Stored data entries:
══════════════════════════════

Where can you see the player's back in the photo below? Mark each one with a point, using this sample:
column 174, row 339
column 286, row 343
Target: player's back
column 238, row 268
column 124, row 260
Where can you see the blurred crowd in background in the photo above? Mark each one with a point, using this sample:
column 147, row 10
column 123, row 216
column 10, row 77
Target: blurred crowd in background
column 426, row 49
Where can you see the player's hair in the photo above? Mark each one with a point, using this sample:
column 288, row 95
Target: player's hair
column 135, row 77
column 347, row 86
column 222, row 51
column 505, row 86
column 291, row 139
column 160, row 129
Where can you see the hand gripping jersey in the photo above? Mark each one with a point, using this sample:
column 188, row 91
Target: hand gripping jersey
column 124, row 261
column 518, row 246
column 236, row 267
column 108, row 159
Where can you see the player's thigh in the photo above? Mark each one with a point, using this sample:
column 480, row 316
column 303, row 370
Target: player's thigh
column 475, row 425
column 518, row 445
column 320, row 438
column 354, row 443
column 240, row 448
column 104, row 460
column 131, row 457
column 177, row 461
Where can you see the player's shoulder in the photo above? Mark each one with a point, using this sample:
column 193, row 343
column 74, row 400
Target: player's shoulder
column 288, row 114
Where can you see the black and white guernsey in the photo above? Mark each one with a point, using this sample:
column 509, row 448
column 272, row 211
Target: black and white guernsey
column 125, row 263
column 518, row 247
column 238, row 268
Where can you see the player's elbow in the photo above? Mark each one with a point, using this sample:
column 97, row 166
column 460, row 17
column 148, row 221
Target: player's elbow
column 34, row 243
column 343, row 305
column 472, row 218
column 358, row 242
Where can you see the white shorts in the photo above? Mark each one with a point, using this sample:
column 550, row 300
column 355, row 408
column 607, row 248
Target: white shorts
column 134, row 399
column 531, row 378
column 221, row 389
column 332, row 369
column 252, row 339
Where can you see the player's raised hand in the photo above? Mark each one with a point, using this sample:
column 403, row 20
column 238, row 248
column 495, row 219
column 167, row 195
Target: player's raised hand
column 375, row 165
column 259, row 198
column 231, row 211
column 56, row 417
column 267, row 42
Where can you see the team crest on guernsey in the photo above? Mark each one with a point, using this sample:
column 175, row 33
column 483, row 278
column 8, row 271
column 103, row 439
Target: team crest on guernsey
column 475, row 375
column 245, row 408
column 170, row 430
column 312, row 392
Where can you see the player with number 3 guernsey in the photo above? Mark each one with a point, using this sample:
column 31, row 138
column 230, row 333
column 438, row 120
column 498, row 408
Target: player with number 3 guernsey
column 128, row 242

══════════════════════════════

- **WHAT TO PRODUCE**:
The line above containing "Where can you see the blurred", the line containing "column 607, row 248", and every line between them are to be transcribed exactly; no other line is wanted.

- **RESPONSE**:
Where can you see the blurred crowd in background in the photo above? Mark each one with a point, using this sample:
column 147, row 10
column 123, row 216
column 10, row 77
Target: blurred crowd in background
column 426, row 49
Where can you see the player's hair in the photo above? Mark each one with a point, using this sample:
column 288, row 95
Target: player's hair
column 135, row 77
column 347, row 86
column 222, row 51
column 505, row 86
column 291, row 139
column 160, row 129
Where can you see the hand gripping jersey in the photo above? Mark each one with a point, using this sample:
column 188, row 91
Target: hand gripping jersey
column 124, row 261
column 518, row 246
column 236, row 267
column 108, row 159
Where can you see the player's thigh in the photo above? Mark each one with a point, using this sample:
column 480, row 316
column 303, row 370
Target: player's thigh
column 475, row 425
column 518, row 445
column 320, row 438
column 354, row 443
column 240, row 448
column 104, row 460
column 131, row 457
column 177, row 461
Where can you see the player's shoulder in the photo above? Mark each one with a point, using this sample:
column 193, row 343
column 74, row 400
Target: player's shoulder
column 288, row 114
Where can you see the black and white guernsey in the photo above? Mark each one with a point, using this sample:
column 509, row 448
column 272, row 211
Target: black and white guernsey
column 125, row 263
column 518, row 247
column 238, row 268
Where can you see the player's elbow in the photo above? Mark each one with a point, using this sample:
column 97, row 166
column 460, row 17
column 148, row 221
Target: player's elbow
column 34, row 243
column 343, row 305
column 472, row 218
column 358, row 242
Where can you see the white shorts in the photo above? Mark each one with a point, using this sample:
column 550, row 300
column 355, row 408
column 607, row 248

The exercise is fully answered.